● SUPPLIED PASSAGE:
○ ○ ○ ○
Culture: Art & music / Tasmania
Sound and vision
David Walsh is the maverick founder and funder of Tasmania’s Museum of Old and New Art. Now he’s out to break down the distance between music and art – and have fun doing it.
Now a giant on Australia’s cultural scene, professional gambler Walsh has a reputation for being cerebral and something of a provocateur. Born and raised on the outskirts of Hobart, he made his money betting and initially began collecting art as a way to avoid cash declarations when crossing borders. But art soon became a business. He opened Mona in 2011 and it has since gained an international reputation for its inventive curation. A meandering bunker within a sandstone peninsula, the facility was built to house Australia’s largest private museum of art but has long been known as far more than that.
And so the desk made its way to Mona’s Frying Pan recording studio, designed to allow musicians to make art while surrounded by the museum’s pieces. The space launched at the beginning of the year with the Redd.17 as its centrepiece. “It’s a beautiful addition to the creativity of Mona,” says Chris Townend, perched behind some of the world’s most prized recording equipment. A veteran producer of musical acts such as Portishead, d12 and Silverchair, Townend is now at the helm of the studio.
○ ○ ○ ○
● DATA SUPPLIED:
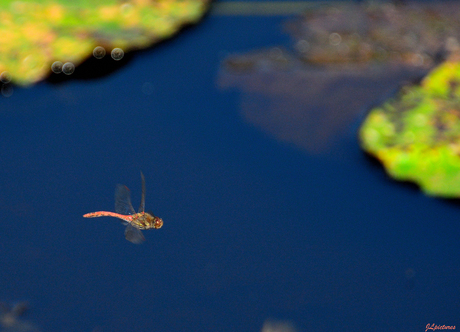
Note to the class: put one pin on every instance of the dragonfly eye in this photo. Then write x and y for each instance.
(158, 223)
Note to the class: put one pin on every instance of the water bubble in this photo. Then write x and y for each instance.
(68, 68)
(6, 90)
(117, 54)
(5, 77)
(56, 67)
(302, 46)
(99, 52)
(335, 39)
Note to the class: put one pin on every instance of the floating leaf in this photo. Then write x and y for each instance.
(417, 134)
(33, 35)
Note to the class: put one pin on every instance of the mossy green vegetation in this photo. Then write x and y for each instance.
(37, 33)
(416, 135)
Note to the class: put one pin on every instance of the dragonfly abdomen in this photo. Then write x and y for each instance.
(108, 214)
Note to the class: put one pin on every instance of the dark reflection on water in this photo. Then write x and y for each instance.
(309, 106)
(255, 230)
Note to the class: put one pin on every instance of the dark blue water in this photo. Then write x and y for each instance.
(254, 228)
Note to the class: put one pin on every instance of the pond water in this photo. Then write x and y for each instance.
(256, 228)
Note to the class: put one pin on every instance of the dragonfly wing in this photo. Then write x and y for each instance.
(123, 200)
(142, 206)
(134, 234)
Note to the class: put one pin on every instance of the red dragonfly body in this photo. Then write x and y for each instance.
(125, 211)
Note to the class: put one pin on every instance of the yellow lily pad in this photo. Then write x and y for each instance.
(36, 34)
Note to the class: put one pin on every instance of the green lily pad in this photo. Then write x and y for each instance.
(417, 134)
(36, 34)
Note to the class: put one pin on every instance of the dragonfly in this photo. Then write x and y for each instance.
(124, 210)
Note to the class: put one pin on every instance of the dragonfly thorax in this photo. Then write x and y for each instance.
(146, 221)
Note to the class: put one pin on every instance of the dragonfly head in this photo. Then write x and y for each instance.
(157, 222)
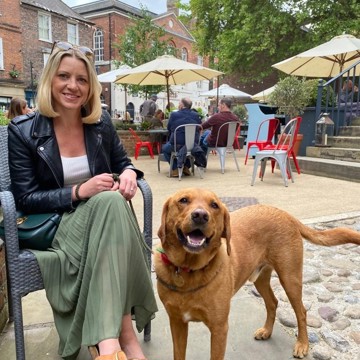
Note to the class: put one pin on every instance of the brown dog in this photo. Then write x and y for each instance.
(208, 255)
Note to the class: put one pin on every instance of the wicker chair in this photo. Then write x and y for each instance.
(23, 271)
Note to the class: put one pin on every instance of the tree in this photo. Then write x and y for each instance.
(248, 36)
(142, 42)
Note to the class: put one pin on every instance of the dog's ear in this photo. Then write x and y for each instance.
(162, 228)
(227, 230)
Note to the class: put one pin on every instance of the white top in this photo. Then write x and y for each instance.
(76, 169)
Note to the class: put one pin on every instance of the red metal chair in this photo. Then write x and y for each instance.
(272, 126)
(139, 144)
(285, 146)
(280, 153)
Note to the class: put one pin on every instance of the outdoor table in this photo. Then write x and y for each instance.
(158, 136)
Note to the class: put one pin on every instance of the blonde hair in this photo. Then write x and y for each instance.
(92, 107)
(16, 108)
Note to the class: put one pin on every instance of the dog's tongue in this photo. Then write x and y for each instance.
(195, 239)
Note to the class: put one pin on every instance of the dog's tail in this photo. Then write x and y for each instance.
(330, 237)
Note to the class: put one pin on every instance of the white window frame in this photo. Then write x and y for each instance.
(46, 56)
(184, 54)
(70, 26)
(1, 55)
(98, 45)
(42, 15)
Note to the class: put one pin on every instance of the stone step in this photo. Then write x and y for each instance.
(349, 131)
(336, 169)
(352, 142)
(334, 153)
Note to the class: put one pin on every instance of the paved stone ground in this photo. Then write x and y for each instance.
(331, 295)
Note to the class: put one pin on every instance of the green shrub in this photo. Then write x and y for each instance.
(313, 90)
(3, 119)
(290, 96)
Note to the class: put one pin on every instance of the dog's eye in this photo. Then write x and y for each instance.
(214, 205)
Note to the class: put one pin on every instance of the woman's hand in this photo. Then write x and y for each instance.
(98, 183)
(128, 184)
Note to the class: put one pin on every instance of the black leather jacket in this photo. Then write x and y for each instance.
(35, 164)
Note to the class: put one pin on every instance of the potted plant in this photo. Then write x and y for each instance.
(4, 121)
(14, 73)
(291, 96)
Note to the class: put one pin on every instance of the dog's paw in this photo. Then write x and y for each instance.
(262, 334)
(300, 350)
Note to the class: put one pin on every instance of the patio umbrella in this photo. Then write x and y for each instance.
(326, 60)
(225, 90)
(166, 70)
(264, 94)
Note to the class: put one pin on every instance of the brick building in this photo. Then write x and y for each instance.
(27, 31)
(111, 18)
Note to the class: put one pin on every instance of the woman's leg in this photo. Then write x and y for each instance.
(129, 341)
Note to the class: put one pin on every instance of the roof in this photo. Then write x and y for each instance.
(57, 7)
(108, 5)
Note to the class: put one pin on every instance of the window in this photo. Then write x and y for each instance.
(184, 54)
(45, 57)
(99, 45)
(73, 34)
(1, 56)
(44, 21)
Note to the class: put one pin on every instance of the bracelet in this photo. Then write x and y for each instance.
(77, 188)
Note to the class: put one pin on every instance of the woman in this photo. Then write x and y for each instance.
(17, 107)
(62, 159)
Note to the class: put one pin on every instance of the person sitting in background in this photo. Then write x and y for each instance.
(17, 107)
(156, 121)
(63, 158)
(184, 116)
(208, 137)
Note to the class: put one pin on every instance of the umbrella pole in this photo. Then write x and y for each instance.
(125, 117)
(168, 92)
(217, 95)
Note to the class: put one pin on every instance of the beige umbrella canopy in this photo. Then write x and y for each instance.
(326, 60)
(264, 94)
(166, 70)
○ ○ ○ ○
● CHALLENGE A: According to the article on David Walsh and Mona, in what year did he open Mona?
● CHALLENGE B: Display every row that contains the word "green".
The article and the rows come from separate, unrelated sources.

● WRITTEN SOLUTION A: 2011

● WRITTEN SOLUTION B:
Note to the class: put one pin on every instance of the mossy green vegetation in this photo. Then write x and y for each instance.
Note to the class: put one pin on every instance of the green lily pad in this photo. Then write x and y for each instance.
Note to the class: put one pin on every instance of the green shrub in this photo. Then write x and y for each instance.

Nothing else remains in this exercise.